§ Your assignment
Report how many lines in the records that follow have the word "below" in them, giving the number and nothing more.

Point-per-instance localization data:
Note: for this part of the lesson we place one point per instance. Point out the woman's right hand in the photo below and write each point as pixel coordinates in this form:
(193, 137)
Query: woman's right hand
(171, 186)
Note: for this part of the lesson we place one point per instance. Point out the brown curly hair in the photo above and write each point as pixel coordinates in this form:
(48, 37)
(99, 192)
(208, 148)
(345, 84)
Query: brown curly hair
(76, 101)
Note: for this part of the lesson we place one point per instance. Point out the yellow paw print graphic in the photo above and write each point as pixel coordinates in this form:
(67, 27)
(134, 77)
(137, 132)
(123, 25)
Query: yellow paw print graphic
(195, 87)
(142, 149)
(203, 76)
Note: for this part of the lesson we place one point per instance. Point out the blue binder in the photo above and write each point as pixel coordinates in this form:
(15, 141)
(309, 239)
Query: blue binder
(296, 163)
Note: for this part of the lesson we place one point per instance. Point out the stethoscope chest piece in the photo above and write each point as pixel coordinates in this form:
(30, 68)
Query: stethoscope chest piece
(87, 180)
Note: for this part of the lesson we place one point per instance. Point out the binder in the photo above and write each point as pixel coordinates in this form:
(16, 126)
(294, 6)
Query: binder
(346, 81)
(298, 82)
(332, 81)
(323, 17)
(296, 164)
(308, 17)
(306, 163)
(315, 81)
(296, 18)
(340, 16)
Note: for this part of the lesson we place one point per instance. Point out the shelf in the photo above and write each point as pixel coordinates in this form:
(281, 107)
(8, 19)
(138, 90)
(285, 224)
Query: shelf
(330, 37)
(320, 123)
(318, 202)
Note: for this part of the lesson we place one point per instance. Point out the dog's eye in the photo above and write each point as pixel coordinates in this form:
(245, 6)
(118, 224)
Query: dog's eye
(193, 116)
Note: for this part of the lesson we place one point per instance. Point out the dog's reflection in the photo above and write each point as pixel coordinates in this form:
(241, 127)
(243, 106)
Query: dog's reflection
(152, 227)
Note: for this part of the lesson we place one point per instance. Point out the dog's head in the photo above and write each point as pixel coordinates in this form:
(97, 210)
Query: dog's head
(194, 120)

--

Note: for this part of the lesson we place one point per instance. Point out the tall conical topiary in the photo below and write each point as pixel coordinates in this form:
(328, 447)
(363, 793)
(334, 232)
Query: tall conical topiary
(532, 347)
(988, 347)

==

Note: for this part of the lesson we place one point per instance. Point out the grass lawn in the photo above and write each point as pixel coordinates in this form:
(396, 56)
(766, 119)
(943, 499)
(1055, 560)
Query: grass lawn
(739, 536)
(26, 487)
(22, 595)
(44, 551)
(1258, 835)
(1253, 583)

§ Problem solution
2